To do.
In the records that follow, locate every line with "below" and extract it.

Data to process.
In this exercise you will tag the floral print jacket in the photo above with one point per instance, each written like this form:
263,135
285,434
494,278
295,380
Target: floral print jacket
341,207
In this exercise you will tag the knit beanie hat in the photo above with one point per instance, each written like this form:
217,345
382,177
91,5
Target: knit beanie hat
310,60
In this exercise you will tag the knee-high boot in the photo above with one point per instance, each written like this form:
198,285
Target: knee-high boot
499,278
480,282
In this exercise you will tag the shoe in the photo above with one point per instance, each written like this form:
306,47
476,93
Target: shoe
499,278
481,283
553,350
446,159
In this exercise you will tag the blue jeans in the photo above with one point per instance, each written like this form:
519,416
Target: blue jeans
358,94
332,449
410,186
--
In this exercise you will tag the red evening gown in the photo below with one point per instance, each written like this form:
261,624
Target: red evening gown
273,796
---
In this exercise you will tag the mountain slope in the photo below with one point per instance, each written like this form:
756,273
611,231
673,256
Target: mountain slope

Solution to the problem.
In this exercise you will tag the red evening gown in the photo below with one point per instance, each written like this form:
In this exercise you will tag the mountain slope in the photo below with one point per instance, each written like this form:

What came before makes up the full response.